- _PAGE EXTRACT_:
[Start of Attachment]
By Barry EICHENGREEN
For precisely three years, the economics profession has been collectively fixated on inflation. February 2021, exactly 36 months ago, was the last time consumer-price-index inflation in the United States (all items, 12-month percentage change) was at or below the Federal Reserve’s 2% target.
This recent episode of above-target inflation now shows signs of being over. “Shows signs” is of course code for the fact that you never know. A further shock – ructions in financial markets or a major geopolitical event, for example – could still throw the disinflation trend off course. So far, however, that course appears to be heading directly toward 2%.
One would hope that we learned something from these painful three years. Sharp increases in prices have served as catalysts for advances in inflation management in the past. From some episodes we learned the importance of preserving the independence of the central bank so that it can react unrestrained by political considerations. From others we learned that central banks need to establish a hierarchy of policy priorities and to communicate those priorities to financial markets and the public.
This time, however, it is not clear what, if anything, has been learned. Thinking about the causes of our recent inflation, and about why price increases now seem to be subsiding, remains muddled.
The main muddle concerns the role of the Fed. Does it deserve blame for the rise of inflation in early 2021 and corresponding credit for the recent decline?
[End of Attachment]
Copy the passage of the inflation essay above between "This recent episode" and "directly toward 2%.", inclusive.

- _ENTRIES SUPPLIED_:
[Start of Attachment]
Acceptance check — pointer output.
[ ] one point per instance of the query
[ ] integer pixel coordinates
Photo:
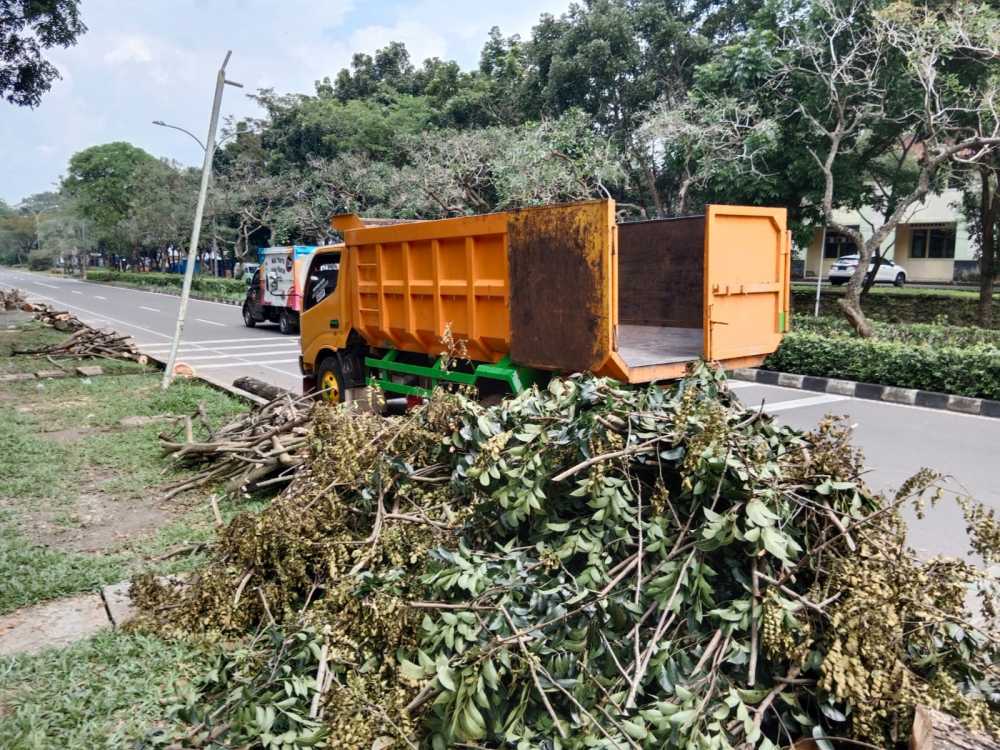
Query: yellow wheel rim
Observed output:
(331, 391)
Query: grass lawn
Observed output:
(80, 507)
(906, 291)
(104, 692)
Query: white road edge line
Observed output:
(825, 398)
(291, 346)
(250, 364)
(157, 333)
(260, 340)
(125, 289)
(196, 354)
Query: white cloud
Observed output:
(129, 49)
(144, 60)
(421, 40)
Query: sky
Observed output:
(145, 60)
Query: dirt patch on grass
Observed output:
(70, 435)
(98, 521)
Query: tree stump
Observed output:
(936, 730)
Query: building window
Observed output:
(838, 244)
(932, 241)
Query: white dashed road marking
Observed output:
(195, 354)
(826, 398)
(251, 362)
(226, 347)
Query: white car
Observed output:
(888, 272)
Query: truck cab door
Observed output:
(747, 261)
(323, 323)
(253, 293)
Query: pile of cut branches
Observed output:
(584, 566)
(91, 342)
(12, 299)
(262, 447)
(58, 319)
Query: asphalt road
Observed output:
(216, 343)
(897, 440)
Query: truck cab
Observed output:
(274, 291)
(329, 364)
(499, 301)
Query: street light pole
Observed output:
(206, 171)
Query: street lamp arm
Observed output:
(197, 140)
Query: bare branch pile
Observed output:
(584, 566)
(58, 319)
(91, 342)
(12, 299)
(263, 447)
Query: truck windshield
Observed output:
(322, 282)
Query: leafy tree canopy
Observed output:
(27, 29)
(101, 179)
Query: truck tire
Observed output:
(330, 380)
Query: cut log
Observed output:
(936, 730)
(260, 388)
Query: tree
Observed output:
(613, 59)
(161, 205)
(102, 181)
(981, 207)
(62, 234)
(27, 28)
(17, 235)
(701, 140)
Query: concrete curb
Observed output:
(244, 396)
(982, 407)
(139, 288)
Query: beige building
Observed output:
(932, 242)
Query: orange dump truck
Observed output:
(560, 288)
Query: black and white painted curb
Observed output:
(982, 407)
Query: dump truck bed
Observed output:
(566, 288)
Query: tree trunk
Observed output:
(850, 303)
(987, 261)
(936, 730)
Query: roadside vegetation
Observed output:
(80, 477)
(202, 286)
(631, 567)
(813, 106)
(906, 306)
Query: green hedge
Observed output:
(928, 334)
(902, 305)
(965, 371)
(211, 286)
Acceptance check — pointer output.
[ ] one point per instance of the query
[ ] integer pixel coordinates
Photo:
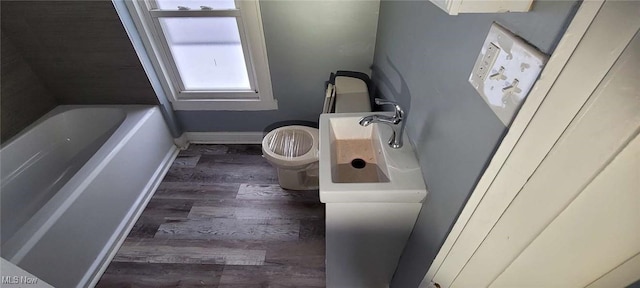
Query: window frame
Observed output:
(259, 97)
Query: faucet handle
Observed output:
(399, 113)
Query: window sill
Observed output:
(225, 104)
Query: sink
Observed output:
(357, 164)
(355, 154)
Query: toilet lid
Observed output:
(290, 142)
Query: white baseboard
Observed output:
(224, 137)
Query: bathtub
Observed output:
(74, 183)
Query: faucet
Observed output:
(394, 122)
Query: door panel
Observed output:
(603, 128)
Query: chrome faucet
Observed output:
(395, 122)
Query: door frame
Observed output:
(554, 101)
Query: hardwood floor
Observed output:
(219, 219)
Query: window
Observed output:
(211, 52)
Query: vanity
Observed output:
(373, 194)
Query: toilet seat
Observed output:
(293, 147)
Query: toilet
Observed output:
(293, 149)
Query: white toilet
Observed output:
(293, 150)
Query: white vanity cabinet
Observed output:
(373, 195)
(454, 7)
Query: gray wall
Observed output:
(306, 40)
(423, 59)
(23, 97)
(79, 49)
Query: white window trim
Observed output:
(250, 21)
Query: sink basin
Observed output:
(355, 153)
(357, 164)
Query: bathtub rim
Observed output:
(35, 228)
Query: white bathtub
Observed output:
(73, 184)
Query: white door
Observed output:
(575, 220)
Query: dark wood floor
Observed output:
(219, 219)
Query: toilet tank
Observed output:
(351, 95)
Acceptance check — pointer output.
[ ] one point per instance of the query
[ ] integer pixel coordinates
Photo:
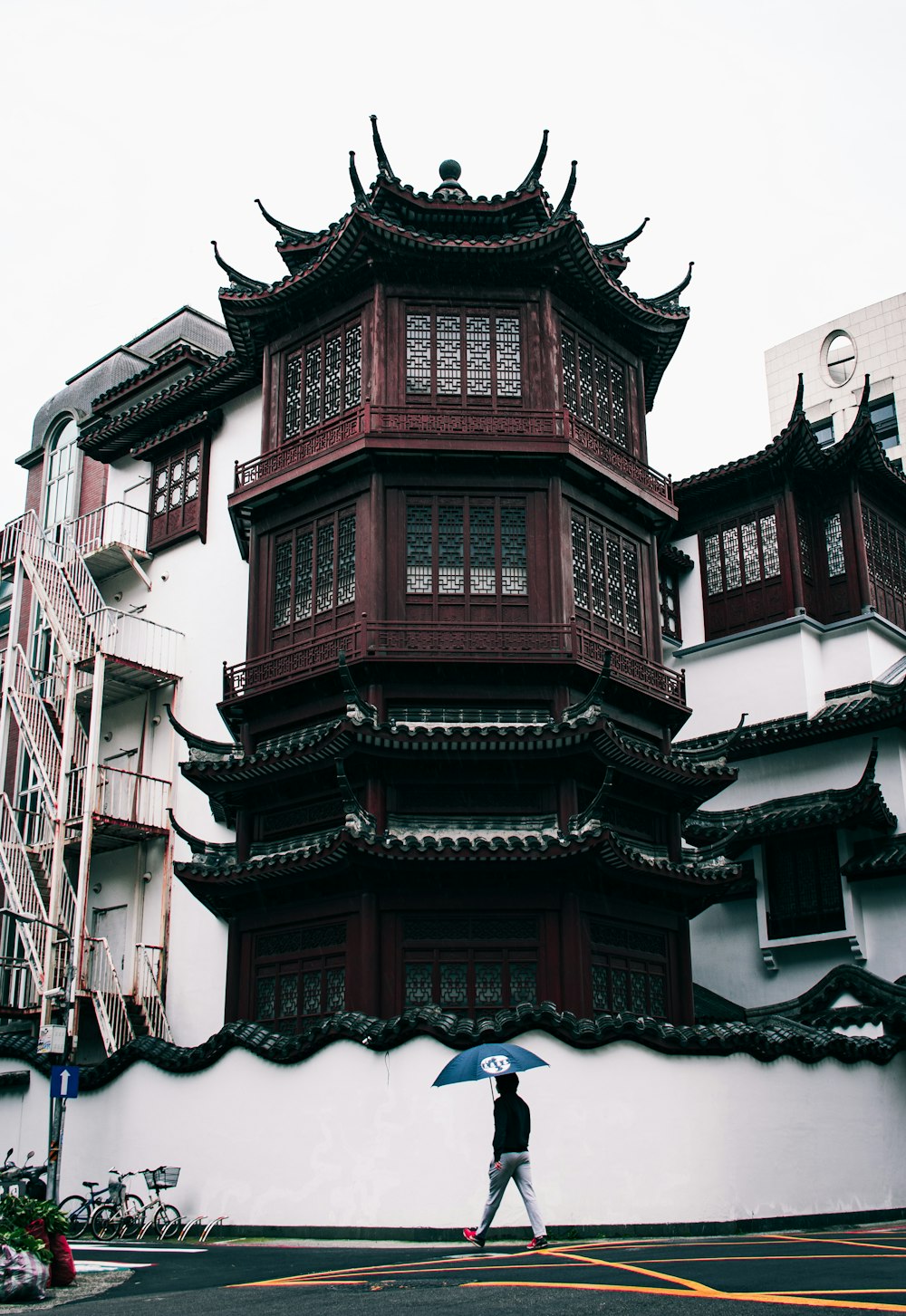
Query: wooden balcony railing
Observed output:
[End of Attachment]
[Start of Attachment]
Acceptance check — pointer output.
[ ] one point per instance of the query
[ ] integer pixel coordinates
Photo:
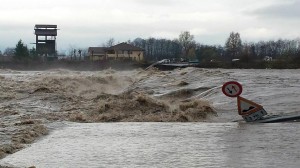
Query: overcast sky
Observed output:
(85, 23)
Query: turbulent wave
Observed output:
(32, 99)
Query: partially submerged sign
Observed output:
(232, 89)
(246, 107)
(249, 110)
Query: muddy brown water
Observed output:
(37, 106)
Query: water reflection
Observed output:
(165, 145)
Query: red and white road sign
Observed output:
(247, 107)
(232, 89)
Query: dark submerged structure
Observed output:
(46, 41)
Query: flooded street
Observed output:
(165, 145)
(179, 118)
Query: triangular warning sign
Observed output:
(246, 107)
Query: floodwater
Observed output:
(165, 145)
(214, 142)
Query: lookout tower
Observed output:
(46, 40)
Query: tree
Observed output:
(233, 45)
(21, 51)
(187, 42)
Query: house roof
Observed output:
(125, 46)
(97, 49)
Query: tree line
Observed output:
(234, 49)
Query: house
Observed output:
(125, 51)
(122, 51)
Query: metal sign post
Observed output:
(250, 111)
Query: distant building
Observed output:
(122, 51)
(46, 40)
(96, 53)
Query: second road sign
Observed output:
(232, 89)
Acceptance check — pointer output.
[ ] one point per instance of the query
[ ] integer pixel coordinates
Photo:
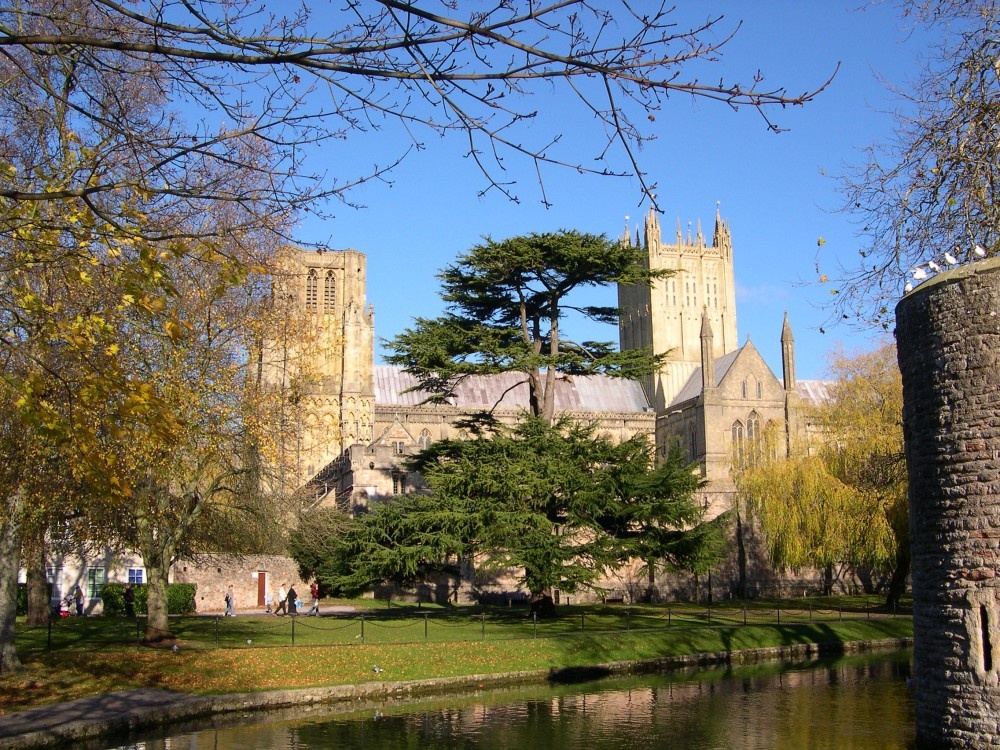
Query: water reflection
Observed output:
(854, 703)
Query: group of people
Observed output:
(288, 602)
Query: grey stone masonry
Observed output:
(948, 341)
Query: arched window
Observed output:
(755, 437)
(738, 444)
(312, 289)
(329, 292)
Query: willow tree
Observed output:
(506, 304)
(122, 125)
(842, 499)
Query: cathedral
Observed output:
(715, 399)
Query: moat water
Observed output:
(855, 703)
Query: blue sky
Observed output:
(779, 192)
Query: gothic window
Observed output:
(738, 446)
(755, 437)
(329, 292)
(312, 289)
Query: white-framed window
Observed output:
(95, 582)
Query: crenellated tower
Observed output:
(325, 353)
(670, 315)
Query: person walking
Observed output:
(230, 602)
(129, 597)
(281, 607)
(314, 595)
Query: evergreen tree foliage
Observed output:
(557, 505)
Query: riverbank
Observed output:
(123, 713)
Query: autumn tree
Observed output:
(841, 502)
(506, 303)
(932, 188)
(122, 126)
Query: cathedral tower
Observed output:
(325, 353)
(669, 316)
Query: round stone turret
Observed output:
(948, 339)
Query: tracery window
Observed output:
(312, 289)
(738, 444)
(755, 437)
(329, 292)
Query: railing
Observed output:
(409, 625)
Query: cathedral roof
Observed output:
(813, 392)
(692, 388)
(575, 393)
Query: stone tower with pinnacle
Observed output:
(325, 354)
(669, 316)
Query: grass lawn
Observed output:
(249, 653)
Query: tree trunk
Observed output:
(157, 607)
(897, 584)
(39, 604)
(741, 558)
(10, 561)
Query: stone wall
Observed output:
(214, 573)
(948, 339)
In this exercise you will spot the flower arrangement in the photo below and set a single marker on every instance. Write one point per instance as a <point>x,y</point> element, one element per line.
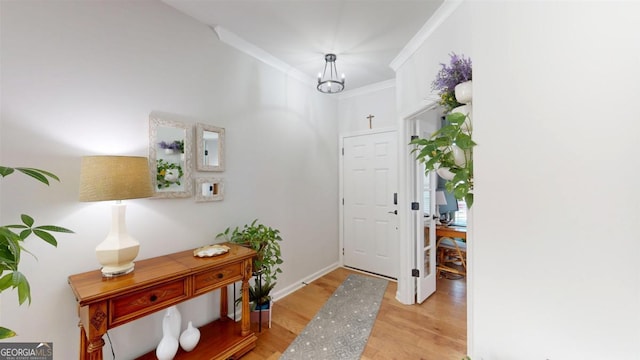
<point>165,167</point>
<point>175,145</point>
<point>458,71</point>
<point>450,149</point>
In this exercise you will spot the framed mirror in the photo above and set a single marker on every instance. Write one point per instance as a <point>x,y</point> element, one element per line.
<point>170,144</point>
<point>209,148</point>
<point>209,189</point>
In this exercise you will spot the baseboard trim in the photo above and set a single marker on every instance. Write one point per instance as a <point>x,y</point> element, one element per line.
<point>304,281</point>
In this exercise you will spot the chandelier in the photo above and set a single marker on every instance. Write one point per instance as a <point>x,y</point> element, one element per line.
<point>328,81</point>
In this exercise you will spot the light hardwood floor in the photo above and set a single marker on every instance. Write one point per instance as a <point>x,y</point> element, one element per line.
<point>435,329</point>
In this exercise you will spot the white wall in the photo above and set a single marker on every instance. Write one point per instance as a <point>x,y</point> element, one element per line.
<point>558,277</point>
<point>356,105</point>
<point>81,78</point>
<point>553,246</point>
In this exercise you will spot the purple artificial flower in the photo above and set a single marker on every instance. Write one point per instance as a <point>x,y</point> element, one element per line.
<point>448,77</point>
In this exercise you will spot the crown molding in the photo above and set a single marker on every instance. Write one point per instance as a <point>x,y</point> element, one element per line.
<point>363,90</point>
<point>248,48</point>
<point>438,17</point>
[End of Attachment]
[Start of Attachment]
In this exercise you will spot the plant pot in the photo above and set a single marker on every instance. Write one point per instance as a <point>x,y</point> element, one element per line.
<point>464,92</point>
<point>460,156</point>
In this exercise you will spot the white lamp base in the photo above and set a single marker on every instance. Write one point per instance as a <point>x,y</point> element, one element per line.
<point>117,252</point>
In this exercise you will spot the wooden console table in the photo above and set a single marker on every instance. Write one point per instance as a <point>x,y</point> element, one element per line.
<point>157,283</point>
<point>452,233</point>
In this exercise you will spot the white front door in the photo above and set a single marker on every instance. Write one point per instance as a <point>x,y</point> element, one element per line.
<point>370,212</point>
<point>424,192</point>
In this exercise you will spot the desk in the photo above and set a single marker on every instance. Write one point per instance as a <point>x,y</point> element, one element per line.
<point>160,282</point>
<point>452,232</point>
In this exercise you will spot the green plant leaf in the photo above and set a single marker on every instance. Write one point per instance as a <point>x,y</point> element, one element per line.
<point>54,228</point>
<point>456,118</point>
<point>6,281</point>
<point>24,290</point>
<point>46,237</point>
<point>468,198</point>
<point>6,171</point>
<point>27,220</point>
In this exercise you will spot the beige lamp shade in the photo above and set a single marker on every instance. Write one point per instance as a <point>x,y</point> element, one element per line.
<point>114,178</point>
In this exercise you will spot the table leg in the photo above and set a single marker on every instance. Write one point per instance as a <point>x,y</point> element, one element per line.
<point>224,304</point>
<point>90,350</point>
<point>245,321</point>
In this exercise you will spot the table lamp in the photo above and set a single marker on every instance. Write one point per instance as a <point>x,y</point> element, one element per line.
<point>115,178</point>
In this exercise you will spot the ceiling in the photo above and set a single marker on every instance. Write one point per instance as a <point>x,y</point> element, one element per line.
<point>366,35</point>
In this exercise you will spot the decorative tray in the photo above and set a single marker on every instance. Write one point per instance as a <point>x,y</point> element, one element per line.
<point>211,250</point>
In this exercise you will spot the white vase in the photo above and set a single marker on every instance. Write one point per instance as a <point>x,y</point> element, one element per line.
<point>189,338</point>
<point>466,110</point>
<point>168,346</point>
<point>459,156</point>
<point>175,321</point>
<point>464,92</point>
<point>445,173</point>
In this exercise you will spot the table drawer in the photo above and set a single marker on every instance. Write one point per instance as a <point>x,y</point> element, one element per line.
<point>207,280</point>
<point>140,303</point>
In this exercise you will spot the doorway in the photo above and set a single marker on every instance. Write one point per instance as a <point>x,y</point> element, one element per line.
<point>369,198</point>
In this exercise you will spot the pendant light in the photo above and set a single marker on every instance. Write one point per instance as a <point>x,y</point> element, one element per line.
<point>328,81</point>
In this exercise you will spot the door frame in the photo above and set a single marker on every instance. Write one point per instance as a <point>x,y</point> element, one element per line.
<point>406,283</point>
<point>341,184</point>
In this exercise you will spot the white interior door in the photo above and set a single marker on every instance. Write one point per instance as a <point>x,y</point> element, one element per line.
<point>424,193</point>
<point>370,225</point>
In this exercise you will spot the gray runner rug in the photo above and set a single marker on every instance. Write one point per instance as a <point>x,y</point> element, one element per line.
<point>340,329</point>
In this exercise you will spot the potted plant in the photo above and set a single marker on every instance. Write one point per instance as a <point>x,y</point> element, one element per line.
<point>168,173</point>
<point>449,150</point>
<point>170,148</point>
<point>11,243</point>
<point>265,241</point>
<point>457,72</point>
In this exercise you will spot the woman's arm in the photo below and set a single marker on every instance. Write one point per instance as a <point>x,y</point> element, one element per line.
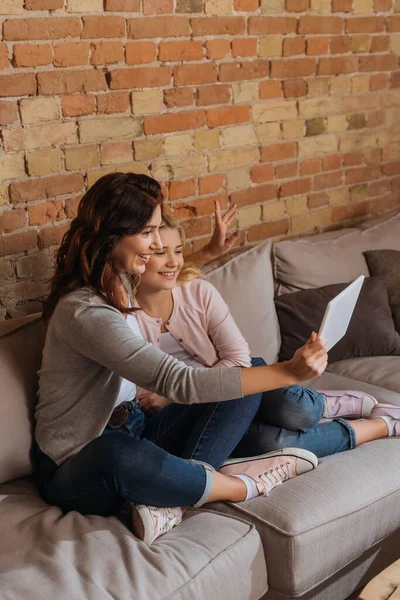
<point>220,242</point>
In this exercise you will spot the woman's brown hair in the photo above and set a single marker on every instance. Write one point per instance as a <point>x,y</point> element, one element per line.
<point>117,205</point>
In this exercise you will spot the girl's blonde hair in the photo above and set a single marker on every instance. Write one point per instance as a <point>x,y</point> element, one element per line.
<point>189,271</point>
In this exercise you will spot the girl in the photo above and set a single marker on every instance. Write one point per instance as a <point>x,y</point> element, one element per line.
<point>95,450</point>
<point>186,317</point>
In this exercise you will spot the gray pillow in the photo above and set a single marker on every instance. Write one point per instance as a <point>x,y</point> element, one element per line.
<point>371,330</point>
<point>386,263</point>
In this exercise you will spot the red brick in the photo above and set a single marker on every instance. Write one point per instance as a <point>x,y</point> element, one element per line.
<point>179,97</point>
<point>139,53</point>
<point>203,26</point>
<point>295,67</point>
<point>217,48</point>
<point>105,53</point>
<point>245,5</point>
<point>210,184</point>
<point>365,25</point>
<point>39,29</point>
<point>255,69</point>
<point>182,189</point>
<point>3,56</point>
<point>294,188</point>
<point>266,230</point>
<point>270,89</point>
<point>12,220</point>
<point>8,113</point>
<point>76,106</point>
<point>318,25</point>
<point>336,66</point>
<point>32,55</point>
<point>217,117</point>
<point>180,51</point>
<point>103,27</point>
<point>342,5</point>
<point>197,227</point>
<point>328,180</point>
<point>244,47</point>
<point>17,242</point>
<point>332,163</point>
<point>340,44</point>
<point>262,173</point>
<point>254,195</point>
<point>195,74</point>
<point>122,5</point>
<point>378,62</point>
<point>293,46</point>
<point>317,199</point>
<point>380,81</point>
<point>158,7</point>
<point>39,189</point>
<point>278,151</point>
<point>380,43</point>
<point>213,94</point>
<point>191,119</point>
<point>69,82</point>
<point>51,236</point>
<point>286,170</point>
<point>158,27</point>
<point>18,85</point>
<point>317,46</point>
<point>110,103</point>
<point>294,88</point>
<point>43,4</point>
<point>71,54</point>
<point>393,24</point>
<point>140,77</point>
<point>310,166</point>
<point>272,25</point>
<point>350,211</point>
[End of Attachment]
- _RESULT FOR THIS EXERCISE_:
This recent episode of above-target inflation now shows signs of being over. “Shows signs” is of course code for the fact that you never know. A further shock – ructions in financial markets or a major geopolitical event, for example – could still throw the disinflation trend off course. So far, however, that course appears to be heading directly toward 2%.